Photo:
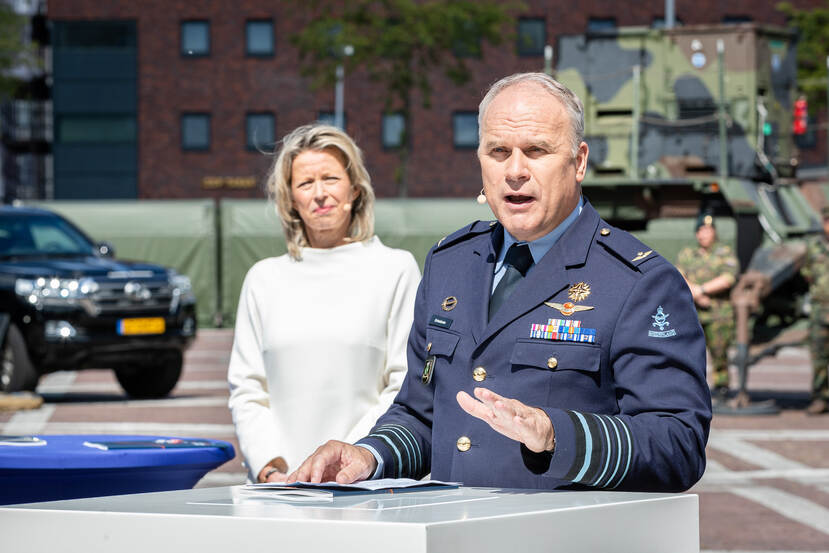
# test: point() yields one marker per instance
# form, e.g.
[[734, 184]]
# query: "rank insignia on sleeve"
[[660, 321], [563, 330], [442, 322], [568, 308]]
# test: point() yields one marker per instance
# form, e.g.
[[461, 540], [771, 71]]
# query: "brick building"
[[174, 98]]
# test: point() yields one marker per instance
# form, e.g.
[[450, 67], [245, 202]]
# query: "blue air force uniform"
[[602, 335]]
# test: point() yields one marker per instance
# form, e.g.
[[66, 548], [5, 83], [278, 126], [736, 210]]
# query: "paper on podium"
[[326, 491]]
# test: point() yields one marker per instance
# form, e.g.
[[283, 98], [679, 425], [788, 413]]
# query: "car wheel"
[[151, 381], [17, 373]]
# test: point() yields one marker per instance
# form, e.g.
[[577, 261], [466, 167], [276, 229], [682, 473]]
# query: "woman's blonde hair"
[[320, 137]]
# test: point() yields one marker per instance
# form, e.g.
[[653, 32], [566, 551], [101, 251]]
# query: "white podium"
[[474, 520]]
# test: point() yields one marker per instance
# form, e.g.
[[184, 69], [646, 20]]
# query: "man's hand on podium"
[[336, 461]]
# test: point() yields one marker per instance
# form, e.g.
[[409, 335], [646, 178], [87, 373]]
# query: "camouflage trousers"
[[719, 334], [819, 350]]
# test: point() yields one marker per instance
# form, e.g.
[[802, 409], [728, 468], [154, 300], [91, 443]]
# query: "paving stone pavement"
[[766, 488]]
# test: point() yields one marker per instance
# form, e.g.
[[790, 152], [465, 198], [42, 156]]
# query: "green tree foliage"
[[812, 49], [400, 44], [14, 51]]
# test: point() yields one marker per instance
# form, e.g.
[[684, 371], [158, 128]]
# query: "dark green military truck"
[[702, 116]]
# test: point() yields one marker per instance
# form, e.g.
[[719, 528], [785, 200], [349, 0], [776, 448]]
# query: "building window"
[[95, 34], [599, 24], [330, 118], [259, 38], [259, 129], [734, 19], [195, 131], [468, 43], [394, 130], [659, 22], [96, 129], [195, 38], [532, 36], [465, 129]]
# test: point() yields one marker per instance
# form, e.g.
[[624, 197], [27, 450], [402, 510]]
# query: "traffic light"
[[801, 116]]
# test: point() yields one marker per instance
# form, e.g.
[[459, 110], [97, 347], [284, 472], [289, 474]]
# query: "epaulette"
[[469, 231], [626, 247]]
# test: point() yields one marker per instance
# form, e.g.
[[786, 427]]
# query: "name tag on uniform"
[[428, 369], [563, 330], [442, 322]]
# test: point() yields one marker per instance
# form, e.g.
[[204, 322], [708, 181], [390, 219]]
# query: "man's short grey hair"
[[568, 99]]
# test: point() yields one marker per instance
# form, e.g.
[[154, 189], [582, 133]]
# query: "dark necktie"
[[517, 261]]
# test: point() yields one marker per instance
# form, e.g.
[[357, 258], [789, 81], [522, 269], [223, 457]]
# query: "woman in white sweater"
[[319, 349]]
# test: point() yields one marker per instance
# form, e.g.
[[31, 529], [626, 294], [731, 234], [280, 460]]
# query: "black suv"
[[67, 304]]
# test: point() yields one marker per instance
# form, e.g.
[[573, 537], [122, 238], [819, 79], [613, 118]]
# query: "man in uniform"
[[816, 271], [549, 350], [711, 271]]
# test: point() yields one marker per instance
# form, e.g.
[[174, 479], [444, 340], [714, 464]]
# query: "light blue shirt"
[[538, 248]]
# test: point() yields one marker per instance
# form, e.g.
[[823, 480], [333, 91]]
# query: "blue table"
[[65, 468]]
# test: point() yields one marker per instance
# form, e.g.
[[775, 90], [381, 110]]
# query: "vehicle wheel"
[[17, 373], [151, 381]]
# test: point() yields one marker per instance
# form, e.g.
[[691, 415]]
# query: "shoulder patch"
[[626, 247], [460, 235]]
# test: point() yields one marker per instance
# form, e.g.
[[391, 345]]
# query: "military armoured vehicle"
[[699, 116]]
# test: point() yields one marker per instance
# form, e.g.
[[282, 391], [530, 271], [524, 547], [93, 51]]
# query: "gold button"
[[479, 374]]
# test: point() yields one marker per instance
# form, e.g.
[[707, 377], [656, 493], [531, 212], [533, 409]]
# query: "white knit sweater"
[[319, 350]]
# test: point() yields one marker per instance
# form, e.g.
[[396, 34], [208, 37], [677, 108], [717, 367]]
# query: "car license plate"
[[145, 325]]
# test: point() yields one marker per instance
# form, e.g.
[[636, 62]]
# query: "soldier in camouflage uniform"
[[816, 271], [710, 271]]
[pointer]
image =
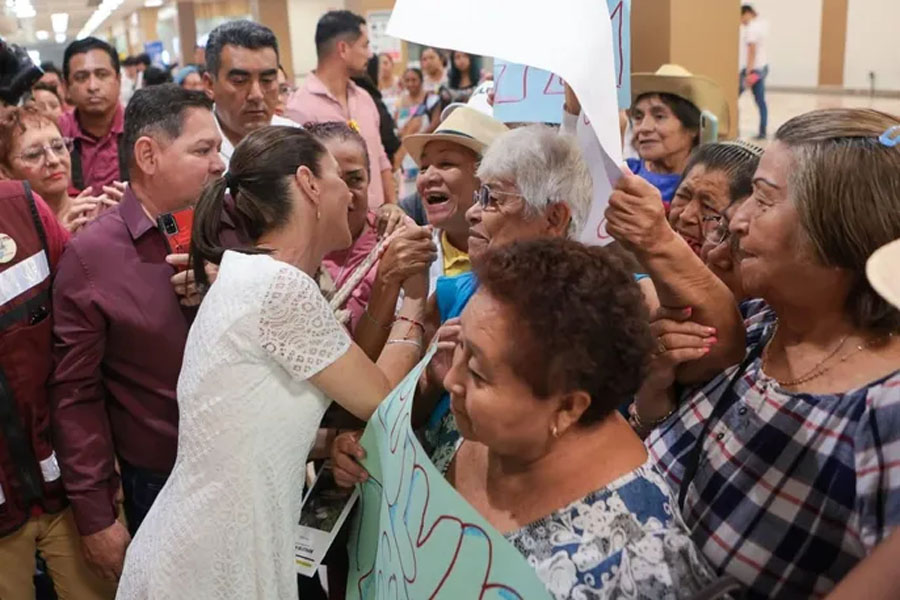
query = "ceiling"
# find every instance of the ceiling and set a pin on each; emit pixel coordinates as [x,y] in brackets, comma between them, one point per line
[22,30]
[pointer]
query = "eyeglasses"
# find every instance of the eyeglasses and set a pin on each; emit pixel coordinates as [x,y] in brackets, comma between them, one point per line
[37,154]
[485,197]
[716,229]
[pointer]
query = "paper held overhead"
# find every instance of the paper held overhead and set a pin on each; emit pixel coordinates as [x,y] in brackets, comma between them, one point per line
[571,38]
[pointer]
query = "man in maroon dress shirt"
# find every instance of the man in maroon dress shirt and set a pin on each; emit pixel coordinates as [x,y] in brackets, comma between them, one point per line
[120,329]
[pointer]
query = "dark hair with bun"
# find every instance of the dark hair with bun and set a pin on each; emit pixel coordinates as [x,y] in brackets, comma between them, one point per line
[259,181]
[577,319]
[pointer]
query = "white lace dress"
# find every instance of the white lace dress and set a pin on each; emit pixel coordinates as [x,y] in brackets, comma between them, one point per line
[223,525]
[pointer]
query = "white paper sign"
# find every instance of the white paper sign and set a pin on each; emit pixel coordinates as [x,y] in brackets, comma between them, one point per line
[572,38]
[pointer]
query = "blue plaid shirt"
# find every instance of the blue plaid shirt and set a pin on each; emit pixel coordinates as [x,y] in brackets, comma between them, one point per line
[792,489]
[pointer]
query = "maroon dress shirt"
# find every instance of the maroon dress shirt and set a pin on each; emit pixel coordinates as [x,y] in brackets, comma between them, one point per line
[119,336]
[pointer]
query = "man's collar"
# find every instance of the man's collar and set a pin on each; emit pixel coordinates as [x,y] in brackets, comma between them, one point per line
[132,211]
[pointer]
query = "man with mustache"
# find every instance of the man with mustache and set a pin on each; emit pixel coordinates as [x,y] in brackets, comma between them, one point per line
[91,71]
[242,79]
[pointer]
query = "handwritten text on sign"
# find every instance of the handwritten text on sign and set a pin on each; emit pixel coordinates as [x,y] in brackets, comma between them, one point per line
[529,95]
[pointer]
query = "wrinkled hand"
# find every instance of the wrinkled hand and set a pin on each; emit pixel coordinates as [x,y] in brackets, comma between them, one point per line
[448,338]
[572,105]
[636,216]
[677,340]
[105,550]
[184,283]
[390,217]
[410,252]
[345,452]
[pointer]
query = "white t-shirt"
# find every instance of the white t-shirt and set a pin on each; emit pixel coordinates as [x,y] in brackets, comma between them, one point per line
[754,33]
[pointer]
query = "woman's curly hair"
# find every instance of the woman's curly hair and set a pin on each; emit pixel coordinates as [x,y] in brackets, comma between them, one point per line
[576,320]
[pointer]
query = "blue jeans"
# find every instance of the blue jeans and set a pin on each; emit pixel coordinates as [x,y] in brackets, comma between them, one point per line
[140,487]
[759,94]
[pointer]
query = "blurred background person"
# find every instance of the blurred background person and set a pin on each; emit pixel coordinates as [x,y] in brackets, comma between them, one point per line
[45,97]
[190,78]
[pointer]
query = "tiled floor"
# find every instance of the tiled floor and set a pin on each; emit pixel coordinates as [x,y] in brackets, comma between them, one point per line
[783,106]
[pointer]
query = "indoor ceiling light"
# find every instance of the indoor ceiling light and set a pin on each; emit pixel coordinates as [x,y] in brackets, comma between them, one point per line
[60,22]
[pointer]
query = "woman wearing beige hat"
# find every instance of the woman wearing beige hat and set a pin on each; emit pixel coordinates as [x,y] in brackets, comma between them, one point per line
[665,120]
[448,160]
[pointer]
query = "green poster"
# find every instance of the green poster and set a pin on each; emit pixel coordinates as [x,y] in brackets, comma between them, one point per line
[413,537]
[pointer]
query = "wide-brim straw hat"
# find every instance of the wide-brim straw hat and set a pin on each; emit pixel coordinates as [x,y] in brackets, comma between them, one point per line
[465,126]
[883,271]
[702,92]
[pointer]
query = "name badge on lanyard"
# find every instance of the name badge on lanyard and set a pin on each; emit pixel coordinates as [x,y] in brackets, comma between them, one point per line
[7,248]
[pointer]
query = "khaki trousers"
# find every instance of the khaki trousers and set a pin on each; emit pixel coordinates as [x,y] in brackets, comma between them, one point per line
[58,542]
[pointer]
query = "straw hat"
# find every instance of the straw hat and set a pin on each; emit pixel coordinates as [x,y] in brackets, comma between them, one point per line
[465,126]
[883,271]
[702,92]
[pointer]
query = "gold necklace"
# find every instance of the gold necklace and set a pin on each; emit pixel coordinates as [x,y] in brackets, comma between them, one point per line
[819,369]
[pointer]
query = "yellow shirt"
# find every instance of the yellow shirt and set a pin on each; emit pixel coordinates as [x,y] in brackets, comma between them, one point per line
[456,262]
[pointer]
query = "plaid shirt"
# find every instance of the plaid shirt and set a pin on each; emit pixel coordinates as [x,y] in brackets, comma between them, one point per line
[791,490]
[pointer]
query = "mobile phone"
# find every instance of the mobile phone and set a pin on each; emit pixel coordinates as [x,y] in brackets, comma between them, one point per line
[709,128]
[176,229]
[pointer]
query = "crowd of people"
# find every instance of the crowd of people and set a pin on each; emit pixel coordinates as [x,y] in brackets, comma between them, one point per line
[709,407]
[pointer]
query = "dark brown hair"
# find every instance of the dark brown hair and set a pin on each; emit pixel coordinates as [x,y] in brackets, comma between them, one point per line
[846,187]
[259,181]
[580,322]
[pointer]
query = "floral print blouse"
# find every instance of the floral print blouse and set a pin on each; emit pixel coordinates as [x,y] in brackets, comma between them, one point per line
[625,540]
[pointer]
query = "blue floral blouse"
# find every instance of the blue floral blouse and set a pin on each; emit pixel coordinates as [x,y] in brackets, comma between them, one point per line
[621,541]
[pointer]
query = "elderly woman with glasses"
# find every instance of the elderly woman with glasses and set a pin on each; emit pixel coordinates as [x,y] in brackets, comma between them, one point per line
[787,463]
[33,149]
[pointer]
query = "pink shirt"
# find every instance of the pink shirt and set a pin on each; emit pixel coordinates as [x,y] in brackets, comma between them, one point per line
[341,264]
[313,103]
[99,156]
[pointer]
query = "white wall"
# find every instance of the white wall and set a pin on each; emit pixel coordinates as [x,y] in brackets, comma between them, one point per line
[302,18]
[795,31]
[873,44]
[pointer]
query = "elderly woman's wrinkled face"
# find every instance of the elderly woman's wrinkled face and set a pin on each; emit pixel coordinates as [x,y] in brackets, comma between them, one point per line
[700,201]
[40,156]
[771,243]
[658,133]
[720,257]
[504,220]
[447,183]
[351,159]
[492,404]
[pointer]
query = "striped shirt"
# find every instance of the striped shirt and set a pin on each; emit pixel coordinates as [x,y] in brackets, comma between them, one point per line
---------------
Work request:
Reproduce the records word for word, please, from their first line up to and including the line that contains "[[653, 32], [566, 551], [101, 251]]", but no pictures.

Exercise output:
Photo:
# test: point() yields one marker per instance
# form, e.g.
[[734, 184]]
# query: "rank insignia on sleeve"
[[660, 321], [563, 330], [442, 322], [568, 308]]
# test: point() yields one marker per instance
# form, e.g.
[[461, 540], [771, 71]]
# query: "brick building"
[[174, 98]]
# test: point() yields one marker per instance
# form, e.g.
[[450, 67], [245, 202]]
# query: "blue air force uniform"
[[602, 335]]
# test: point() yields one marker per instance
# form, e.g.
[[66, 548], [5, 83], [278, 126], [736, 210]]
# query: "paper on podium"
[[326, 491]]
# test: point() yields one marker per instance
# form, e.g.
[[283, 98], [679, 425], [788, 413]]
# query: "car wheel"
[[151, 381], [17, 373]]
# test: point() yields one marker per instance
# form, e.g.
[[577, 261], [466, 167], [276, 229], [682, 473]]
# query: "woman's blonde hair"
[[320, 137]]
# test: point() yields one marker per instance
# form, e.g.
[[653, 32], [566, 551], [101, 251]]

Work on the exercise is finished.